§ Instructions for the task:
Omit every image, and transcribe the remaining entries exactly as given.

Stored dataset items
____________
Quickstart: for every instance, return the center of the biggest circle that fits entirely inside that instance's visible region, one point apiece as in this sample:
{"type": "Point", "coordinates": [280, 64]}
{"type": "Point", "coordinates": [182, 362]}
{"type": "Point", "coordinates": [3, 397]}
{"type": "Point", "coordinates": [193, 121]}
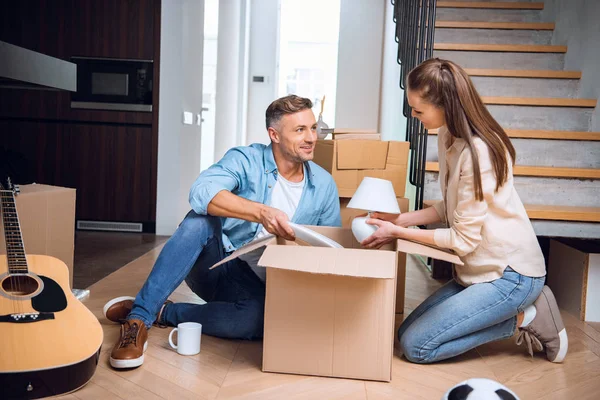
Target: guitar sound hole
{"type": "Point", "coordinates": [20, 285]}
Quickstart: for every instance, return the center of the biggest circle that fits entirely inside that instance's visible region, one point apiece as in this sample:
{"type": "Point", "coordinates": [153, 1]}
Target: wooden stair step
{"type": "Point", "coordinates": [537, 26]}
{"type": "Point", "coordinates": [540, 101]}
{"type": "Point", "coordinates": [494, 5]}
{"type": "Point", "coordinates": [548, 172]}
{"type": "Point", "coordinates": [513, 48]}
{"type": "Point", "coordinates": [554, 213]}
{"type": "Point", "coordinates": [523, 73]}
{"type": "Point", "coordinates": [542, 134]}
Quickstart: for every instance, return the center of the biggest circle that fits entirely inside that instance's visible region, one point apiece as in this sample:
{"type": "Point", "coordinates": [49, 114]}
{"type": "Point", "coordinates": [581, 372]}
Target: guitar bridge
{"type": "Point", "coordinates": [21, 318]}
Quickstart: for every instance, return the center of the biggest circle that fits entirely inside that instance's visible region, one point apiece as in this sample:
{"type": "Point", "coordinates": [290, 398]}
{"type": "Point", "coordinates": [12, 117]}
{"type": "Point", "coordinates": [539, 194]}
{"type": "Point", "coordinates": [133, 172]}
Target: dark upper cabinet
{"type": "Point", "coordinates": [112, 28]}
{"type": "Point", "coordinates": [92, 28]}
{"type": "Point", "coordinates": [110, 166]}
{"type": "Point", "coordinates": [65, 28]}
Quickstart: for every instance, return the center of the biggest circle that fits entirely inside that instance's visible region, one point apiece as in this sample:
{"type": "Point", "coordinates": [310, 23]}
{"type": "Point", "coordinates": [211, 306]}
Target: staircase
{"type": "Point", "coordinates": [508, 53]}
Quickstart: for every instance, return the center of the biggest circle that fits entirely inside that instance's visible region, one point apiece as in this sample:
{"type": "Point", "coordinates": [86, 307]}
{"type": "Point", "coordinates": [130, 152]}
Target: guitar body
{"type": "Point", "coordinates": [49, 341]}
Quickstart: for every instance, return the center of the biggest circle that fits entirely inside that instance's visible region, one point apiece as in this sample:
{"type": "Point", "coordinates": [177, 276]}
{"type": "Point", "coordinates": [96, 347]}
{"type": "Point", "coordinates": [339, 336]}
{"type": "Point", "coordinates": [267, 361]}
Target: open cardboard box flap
{"type": "Point", "coordinates": [324, 260]}
{"type": "Point", "coordinates": [347, 261]}
{"type": "Point", "coordinates": [410, 247]}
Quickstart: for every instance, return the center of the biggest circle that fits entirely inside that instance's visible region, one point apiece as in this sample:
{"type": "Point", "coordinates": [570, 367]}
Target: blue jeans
{"type": "Point", "coordinates": [456, 319]}
{"type": "Point", "coordinates": [234, 295]}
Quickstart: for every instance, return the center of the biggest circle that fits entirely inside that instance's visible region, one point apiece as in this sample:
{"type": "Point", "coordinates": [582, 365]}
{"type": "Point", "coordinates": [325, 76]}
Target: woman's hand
{"type": "Point", "coordinates": [386, 233]}
{"type": "Point", "coordinates": [402, 220]}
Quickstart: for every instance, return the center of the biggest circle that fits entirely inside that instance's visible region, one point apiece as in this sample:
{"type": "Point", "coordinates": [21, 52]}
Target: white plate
{"type": "Point", "coordinates": [313, 238]}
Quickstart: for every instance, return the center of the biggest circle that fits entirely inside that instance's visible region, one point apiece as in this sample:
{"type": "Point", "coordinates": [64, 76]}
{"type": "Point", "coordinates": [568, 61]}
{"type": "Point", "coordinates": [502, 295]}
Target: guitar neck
{"type": "Point", "coordinates": [15, 251]}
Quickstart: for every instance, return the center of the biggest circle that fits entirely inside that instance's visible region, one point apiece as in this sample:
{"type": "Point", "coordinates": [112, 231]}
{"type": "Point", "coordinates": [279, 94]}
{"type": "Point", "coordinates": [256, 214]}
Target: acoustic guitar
{"type": "Point", "coordinates": [49, 341]}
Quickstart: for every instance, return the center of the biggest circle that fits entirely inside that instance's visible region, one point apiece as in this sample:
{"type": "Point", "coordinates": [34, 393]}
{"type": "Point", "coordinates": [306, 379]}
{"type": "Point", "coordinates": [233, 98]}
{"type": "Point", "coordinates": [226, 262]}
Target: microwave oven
{"type": "Point", "coordinates": [113, 84]}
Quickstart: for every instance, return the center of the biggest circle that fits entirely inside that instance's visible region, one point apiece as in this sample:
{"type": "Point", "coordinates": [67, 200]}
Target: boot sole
{"type": "Point", "coordinates": [129, 363]}
{"type": "Point", "coordinates": [564, 346]}
{"type": "Point", "coordinates": [113, 302]}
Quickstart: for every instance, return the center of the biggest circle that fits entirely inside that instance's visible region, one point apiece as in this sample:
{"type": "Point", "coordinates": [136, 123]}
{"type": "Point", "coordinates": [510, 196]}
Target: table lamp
{"type": "Point", "coordinates": [372, 195]}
____________
§ Output:
Quickstart: for every instance, return the center of the biggest circle that fits entirely inside that instance's visible region, one point apiece as in this sample:
{"type": "Point", "coordinates": [280, 64]}
{"type": "Point", "coordinates": [182, 362]}
{"type": "Point", "coordinates": [3, 397]}
{"type": "Point", "coordinates": [193, 121]}
Target: guitar sound hole
{"type": "Point", "coordinates": [20, 285]}
Quickstart: for every instance, return the center of the biggest circle that fits entirely inside that instance's visible region, one point apiece as in this sample:
{"type": "Point", "coordinates": [153, 1]}
Target: wooden stair step
{"type": "Point", "coordinates": [537, 26]}
{"type": "Point", "coordinates": [540, 101]}
{"type": "Point", "coordinates": [494, 5]}
{"type": "Point", "coordinates": [548, 172]}
{"type": "Point", "coordinates": [513, 48]}
{"type": "Point", "coordinates": [554, 213]}
{"type": "Point", "coordinates": [523, 73]}
{"type": "Point", "coordinates": [542, 134]}
Quickstart: for every instance, return the center of the biggest circle that fits entirely inside that instance's visible region, one point apiece as in this sample:
{"type": "Point", "coordinates": [49, 114]}
{"type": "Point", "coordinates": [581, 372]}
Target: guitar bridge
{"type": "Point", "coordinates": [21, 318]}
Quickstart: for every instance, return the center of the biggest circle that fits entirely inside that instance's visible region, one point apiece as in this sample:
{"type": "Point", "coordinates": [290, 398]}
{"type": "Point", "coordinates": [12, 117]}
{"type": "Point", "coordinates": [539, 194]}
{"type": "Point", "coordinates": [133, 172]}
Target: dark upper cabinet
{"type": "Point", "coordinates": [112, 28]}
{"type": "Point", "coordinates": [92, 28]}
{"type": "Point", "coordinates": [110, 166]}
{"type": "Point", "coordinates": [65, 28]}
Quickstart: for every instance, return the center of the biggest circle that fits entirely inside that instance's visible region, one point apiece as in this sample:
{"type": "Point", "coordinates": [310, 23]}
{"type": "Point", "coordinates": [211, 306]}
Target: staircase
{"type": "Point", "coordinates": [508, 53]}
Quickstart: for every instance, return the center of the biggest circle that fits entirely inside that instance's visible region, one point apiece as in this sample:
{"type": "Point", "coordinates": [86, 307]}
{"type": "Point", "coordinates": [130, 152]}
Target: guitar body
{"type": "Point", "coordinates": [49, 341]}
Quickstart: for every instance, return the center of the biggest circle that fits entirely inside that instance's visible region, one point apiece as in this sample:
{"type": "Point", "coordinates": [177, 276]}
{"type": "Point", "coordinates": [96, 347]}
{"type": "Point", "coordinates": [339, 336]}
{"type": "Point", "coordinates": [267, 361]}
Target: open cardboard box flap
{"type": "Point", "coordinates": [324, 260]}
{"type": "Point", "coordinates": [347, 261]}
{"type": "Point", "coordinates": [410, 247]}
Quickstart: for every instance, return the center of the biggest circle that fits entirely inside that instance's visible region, one point apiece as in this sample:
{"type": "Point", "coordinates": [570, 367]}
Target: blue jeans
{"type": "Point", "coordinates": [456, 319]}
{"type": "Point", "coordinates": [234, 295]}
Quickstart: for every instance, return the center of the biggest circle that fits entirely inside that instance's visible region, one point apiece as in this sample:
{"type": "Point", "coordinates": [582, 365]}
{"type": "Point", "coordinates": [325, 76]}
Target: woman's hand
{"type": "Point", "coordinates": [386, 233]}
{"type": "Point", "coordinates": [402, 220]}
Quickstart: for every instance, return the center of the biggest circle that fits entirely inside that instance's visible region, one point apiece as in this sample:
{"type": "Point", "coordinates": [21, 52]}
Target: white plate
{"type": "Point", "coordinates": [313, 238]}
Quickstart: for every instance, return the center of the biggest circle that fits entirely inside that instance's visible region, one point apiece as in this sample:
{"type": "Point", "coordinates": [64, 76]}
{"type": "Point", "coordinates": [568, 61]}
{"type": "Point", "coordinates": [502, 295]}
Target: guitar neck
{"type": "Point", "coordinates": [15, 251]}
Quickstart: for every instance, return the center of the biggest circle that fits entirely inside that instance's visible region, one point apiece as in this sample:
{"type": "Point", "coordinates": [112, 231]}
{"type": "Point", "coordinates": [279, 94]}
{"type": "Point", "coordinates": [256, 214]}
Target: acoustic guitar
{"type": "Point", "coordinates": [49, 341]}
Quickstart: for every instance, return the center of the biggest circle that fits entirely inside that instance's visible region, one point apiece as in this sample:
{"type": "Point", "coordinates": [34, 393]}
{"type": "Point", "coordinates": [306, 379]}
{"type": "Point", "coordinates": [233, 98]}
{"type": "Point", "coordinates": [226, 262]}
Target: microwave oven
{"type": "Point", "coordinates": [113, 84]}
Quickstart: for every instance, return the center of the biggest circle that fits entirely inside that instance's visible region, one point apiece as in this sample:
{"type": "Point", "coordinates": [67, 200]}
Target: boot sole
{"type": "Point", "coordinates": [129, 363]}
{"type": "Point", "coordinates": [564, 346]}
{"type": "Point", "coordinates": [113, 302]}
Quickstart: for every instance, return the center of the biggest circle that fits entirely inside that instance's visible region, one point apiece as in this sample:
{"type": "Point", "coordinates": [136, 123]}
{"type": "Point", "coordinates": [510, 196]}
Target: table lamp
{"type": "Point", "coordinates": [372, 195]}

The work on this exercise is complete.